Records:

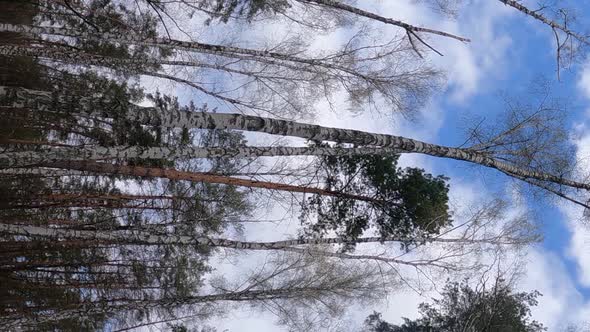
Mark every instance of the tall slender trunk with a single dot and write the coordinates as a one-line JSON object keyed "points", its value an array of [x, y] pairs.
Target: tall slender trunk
{"points": [[25, 158], [357, 11], [152, 172], [551, 23], [206, 120], [10, 323], [219, 50], [141, 237]]}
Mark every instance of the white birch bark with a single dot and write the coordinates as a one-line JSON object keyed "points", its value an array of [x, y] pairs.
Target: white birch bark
{"points": [[206, 120], [24, 158], [220, 50], [142, 237]]}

CHALLENGE
Copy out the lines above word for word, leaving out the pictures.

EXERCISE OUTPUT
Mark every instance of the tall slender trunk with a single dot and write the coordinates as a one-line JSON object keyed "points", its value an array of [x, y] pairs.
Target: tall slender trunk
{"points": [[25, 158], [357, 11], [152, 172], [551, 23], [206, 120], [10, 323], [219, 50], [141, 237]]}
Mark every instance of the white birch bark with a single dot and write the coordinates as a one-line JSON object keyed "points", its value an array of [x, y] pairs.
Target: white birch bark
{"points": [[206, 120], [24, 158], [220, 50], [142, 237]]}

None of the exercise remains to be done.